== TEXTO DO DOCUMENTO

Becky, minha adorável
vira-lata, morreu ontem. Andrea, bem mais moderna que eu, dizia que ela era
caramelo. Estava conosco há cerca de 17 anos. Quando chegou, trouxe vigor e
alegria contagiantes. Escolheu nossa casa e tomou posse de nossos corações.
Nos últimos meses já estava
bem frágil. Cega, devido a catarata, surda e com o faro menos apurado, devido
ao natural envelhecimento.
Tinha uma paraparesia leve,
devido a artrose, que não a impedia de descer e subir escadas para chegar a
seus lugares preferidos na casa e no quintal.
O trio de cães lá de casa era
composto de dois labradores, Bertrand e Hanna, capitaneados pela chefe da
matilha, Becky.
Bertrand morreu precocemente,
aos 5 anos, devido a uma insuficiência renal fulminante, pra lá de esquisita.
Hanna tinha dez anos quando
foi diagnosticada com um sarcoma avançado, sem possibilidade terapêutica. Sua
eutanásia foi há apenas um mês.
Foi de cortar o coração a cena
que passamos a presenciar quando chegávamos em casa: Becky, sentada na cama de Hanna,
uivava um pranto de tristeza e saudade. Colocávamos no colo, abraçávamos e ela
se acalmava.
Nesse último mês Becky
envelheceu anos. Houve dias em que pensamos que ela não acordaria de um sono
profundo e prolongado. Mas ela simplesmente dava o ar da graça e movia livremente com suas mazelas senis. Era um recado para Andrea e eu: preparem-se, estou
partindo.
E foi assim. Pena não estarmos
junto dela no derradeiro momento.
Quando comentei sobre a
terminalidade de Becky com o professor Hercules Pereira Neves, da Faculdade de
Ciências Médicas de Minas Gerais, ele me consolou dizendo que os cachorros
vivem pouco porque já chegam no mundo preparados para amar. Nós precisamos de
mais tempo para aprender.
Ele tem razão. O amor de Becky
conosco era incondicional. E somos muito gratos a ela pelas lições de amor.
Externo nossa gratidão também
pela lição que nos deu, ao nos preparar para sua morte. Limitada e frágil, nos
últimos dias Becky já não demonstrava vigor nem alegria, suas principais
características. Era o tempo de morrer.
Era o direito dela.
Becky nos deixa um pouco da paz que demonstrava em seu
rosto, já inerte. Vive agora nos giros de nossas boas memórias.

====
== EXTRATO DE DADOS

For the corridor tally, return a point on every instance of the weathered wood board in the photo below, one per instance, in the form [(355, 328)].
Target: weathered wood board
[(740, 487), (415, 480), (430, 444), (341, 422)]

====

# [INSTRUÇÕES]
1. Retorne, do texto sobre Becky, o trecho de "Quando comentei sobre" a "tempo para aprender.", sem qualquer alteração.
2. Com base no texto sobre Becky, responda:
(a) Com que idade Bertrand morreu?
(b) Há quanto tempo foi realizada a eutanásia de Hanna?
(c) A qual faculdade o professor Hercules Pereira Neves está vinculado?
As linhas constituem material independente do texto sobre Becky.

# [RESPOSTAS POR ITEM]
1.
Quando comentei sobre a
terminalidade de Becky com o professor Hercules Pereira Neves, da Faculdade de
Ciências Médicas de Minas Gerais, ele me consolou dizendo que os cachorros
vivem pouco porque já chegam no mundo preparados para amar. Nós precisamos de
mais tempo para aprender.

2.
(a) Aos 5 anos.
(b) Há apenas um mês.
(c) À Faculdade de Ciências Médicas de Minas Gerais.